=== Input data ===

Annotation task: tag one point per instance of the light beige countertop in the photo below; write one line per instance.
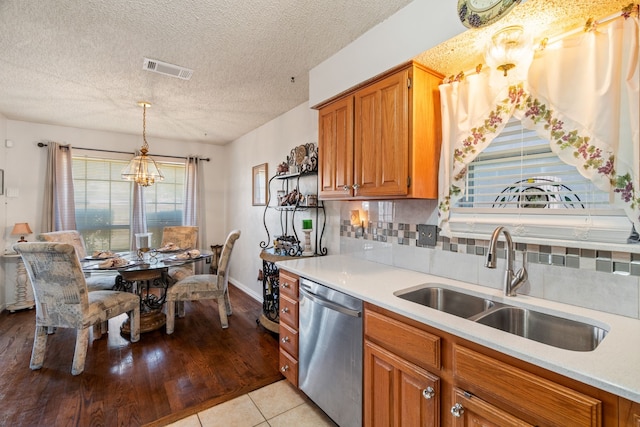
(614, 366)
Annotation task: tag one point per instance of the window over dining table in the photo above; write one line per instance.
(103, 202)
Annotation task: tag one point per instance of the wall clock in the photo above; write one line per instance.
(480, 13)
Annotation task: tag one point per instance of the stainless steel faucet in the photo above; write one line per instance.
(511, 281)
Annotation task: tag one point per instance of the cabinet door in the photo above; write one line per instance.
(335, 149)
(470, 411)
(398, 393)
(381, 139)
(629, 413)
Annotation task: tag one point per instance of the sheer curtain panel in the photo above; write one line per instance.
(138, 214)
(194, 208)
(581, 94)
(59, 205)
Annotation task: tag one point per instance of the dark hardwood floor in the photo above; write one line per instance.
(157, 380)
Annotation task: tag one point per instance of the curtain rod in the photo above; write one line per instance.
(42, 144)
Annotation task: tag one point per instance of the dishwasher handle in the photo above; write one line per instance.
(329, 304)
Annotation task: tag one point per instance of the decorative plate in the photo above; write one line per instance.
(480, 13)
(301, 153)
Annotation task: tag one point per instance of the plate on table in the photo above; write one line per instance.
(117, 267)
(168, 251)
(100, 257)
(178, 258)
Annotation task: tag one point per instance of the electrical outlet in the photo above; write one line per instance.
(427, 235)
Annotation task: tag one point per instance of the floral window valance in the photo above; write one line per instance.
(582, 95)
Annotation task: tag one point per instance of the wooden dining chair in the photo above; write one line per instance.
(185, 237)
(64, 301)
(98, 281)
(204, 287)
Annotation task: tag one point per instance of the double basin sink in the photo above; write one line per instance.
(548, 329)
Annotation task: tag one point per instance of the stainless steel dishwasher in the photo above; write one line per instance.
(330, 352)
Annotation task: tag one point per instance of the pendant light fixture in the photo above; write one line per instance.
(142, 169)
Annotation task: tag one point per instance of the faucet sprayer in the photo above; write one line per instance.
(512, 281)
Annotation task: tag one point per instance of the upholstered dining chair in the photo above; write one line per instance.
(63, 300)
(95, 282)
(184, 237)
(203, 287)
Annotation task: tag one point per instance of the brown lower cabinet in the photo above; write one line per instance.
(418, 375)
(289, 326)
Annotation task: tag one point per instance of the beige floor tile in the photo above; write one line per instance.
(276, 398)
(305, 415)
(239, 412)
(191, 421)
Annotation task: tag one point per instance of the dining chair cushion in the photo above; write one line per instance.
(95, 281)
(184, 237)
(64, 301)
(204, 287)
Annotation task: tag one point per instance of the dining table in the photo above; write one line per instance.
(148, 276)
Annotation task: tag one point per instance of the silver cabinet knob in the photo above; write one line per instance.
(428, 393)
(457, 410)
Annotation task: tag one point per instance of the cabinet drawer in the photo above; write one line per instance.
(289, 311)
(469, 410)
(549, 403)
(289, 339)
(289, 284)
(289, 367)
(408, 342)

===
=== Input data ===

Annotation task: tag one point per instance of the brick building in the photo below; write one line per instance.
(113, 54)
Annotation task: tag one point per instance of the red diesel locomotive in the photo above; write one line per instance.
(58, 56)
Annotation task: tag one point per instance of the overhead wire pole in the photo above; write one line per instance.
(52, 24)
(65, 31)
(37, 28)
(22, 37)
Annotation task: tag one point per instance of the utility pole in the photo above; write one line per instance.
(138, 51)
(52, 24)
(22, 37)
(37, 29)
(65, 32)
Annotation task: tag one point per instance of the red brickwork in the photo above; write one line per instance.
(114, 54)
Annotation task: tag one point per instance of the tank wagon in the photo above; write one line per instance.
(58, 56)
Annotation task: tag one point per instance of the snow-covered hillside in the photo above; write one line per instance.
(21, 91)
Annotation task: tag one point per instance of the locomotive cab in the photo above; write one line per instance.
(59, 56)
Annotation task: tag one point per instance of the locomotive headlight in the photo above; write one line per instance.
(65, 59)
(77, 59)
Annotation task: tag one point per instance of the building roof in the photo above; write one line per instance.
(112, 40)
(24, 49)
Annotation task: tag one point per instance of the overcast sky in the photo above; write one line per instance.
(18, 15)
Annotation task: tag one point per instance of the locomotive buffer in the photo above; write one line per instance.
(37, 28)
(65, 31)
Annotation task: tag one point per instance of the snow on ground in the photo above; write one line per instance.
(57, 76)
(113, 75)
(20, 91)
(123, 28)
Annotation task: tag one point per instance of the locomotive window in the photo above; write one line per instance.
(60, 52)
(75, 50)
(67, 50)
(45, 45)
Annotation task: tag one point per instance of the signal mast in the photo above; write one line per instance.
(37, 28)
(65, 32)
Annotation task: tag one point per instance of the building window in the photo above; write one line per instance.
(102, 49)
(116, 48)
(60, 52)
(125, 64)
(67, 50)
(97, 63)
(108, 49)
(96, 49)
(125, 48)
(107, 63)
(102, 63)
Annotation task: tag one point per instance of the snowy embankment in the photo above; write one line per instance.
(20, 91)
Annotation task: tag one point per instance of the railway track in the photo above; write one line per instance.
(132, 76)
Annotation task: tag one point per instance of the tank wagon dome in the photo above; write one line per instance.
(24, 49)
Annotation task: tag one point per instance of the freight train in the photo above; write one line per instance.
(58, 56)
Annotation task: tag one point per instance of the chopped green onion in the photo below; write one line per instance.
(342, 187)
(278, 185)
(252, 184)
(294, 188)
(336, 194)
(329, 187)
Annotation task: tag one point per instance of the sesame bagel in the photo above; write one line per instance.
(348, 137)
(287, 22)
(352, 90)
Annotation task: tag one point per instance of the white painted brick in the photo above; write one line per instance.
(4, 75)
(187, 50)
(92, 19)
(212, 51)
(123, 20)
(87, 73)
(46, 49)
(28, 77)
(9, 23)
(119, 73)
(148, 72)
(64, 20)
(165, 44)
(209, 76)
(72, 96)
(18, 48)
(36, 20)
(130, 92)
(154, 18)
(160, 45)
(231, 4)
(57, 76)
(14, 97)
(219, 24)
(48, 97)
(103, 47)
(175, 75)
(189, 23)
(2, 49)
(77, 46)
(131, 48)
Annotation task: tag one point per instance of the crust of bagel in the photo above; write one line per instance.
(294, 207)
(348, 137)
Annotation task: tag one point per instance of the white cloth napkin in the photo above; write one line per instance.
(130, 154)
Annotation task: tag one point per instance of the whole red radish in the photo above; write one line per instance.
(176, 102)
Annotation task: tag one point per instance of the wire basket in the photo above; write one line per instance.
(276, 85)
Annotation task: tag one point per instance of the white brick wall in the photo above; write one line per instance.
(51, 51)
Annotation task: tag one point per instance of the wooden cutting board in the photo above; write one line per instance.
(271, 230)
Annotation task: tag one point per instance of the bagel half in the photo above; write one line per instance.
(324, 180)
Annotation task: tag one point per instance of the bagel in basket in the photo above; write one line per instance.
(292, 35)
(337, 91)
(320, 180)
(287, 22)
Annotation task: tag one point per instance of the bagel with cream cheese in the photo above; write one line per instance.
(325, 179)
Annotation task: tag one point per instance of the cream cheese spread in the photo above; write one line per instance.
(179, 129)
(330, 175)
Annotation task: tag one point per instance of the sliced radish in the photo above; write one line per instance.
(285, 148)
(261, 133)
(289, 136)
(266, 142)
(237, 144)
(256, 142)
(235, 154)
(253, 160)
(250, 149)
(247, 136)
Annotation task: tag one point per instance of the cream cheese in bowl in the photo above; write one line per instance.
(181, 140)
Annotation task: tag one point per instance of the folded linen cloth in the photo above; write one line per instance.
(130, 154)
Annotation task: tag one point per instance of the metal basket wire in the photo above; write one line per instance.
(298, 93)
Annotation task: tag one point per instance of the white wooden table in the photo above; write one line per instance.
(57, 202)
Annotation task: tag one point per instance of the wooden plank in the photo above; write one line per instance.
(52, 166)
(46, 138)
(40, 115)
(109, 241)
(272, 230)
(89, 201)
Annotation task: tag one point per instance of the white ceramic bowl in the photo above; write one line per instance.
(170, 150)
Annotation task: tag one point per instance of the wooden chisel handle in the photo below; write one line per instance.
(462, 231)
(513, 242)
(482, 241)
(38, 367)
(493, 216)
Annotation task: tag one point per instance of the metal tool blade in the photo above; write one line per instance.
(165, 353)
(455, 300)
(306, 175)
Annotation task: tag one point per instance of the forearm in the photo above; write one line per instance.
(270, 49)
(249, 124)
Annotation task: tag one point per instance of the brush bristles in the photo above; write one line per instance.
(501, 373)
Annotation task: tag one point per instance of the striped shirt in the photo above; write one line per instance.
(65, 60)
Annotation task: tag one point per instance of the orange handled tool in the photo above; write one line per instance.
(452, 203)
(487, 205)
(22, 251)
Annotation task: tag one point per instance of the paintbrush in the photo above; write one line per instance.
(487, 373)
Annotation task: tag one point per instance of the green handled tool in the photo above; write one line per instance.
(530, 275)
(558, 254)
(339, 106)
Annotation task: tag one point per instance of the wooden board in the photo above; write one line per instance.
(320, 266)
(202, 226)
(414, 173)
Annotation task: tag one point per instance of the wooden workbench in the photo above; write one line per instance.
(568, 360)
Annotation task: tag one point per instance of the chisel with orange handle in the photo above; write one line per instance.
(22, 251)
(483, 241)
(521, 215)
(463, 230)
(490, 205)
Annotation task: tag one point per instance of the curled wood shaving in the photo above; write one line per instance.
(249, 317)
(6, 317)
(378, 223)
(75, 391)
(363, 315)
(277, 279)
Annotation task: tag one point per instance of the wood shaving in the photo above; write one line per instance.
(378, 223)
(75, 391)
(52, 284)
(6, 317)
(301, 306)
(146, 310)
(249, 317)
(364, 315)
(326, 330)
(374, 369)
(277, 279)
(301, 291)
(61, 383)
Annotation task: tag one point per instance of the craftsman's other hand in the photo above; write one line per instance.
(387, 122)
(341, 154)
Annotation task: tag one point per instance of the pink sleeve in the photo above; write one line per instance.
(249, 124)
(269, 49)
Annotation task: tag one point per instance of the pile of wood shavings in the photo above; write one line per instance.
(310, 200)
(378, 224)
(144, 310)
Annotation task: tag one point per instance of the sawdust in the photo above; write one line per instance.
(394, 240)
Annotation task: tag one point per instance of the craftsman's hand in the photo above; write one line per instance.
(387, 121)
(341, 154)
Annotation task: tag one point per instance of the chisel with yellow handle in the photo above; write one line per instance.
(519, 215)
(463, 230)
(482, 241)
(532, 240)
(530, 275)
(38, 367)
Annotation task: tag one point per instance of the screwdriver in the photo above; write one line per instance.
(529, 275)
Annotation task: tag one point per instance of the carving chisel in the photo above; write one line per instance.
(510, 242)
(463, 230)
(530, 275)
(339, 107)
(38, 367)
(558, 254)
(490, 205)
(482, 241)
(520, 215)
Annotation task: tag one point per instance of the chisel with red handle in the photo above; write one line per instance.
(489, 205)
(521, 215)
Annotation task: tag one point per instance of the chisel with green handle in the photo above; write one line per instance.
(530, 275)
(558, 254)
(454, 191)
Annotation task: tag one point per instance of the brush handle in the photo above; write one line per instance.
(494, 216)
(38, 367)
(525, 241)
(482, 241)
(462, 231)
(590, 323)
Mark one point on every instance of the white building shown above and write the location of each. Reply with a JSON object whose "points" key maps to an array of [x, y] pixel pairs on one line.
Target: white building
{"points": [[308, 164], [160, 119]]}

===
=== Input data ===

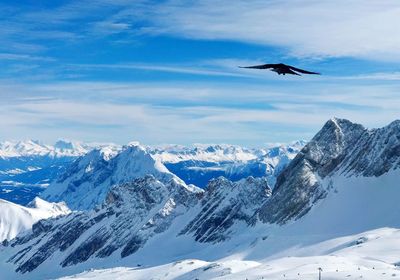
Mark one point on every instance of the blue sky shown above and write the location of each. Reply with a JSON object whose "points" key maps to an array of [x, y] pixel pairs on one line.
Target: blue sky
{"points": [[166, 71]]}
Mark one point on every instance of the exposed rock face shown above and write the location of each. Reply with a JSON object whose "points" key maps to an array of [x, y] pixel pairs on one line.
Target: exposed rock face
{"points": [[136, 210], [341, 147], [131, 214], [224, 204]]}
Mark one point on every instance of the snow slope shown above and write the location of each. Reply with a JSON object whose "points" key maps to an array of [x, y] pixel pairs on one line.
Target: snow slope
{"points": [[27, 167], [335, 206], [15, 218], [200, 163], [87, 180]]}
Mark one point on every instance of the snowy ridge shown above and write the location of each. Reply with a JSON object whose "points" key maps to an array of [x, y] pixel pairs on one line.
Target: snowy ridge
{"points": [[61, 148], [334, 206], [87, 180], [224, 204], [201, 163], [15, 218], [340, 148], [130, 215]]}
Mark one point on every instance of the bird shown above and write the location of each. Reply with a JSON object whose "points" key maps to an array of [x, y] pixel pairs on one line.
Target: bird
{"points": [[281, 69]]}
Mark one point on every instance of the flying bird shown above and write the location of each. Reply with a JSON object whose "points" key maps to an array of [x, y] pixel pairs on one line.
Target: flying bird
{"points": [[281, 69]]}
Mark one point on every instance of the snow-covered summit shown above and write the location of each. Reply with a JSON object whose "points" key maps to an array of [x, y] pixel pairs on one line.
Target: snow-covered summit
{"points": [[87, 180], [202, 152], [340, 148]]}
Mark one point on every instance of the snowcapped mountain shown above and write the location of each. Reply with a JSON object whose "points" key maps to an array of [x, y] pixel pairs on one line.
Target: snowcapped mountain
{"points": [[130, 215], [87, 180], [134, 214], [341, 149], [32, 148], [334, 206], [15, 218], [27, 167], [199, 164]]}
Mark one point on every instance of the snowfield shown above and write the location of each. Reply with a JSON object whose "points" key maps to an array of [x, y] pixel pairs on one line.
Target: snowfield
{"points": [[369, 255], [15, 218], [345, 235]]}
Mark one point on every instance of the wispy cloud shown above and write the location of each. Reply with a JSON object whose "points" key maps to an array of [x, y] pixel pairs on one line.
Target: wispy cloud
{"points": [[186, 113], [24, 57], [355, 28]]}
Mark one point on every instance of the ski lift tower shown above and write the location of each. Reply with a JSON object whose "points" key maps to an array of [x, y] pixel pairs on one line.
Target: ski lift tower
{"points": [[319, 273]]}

===

The task:
How many lines in the items above contain the word "wire"? Give the number and nothing else.

Full output:
3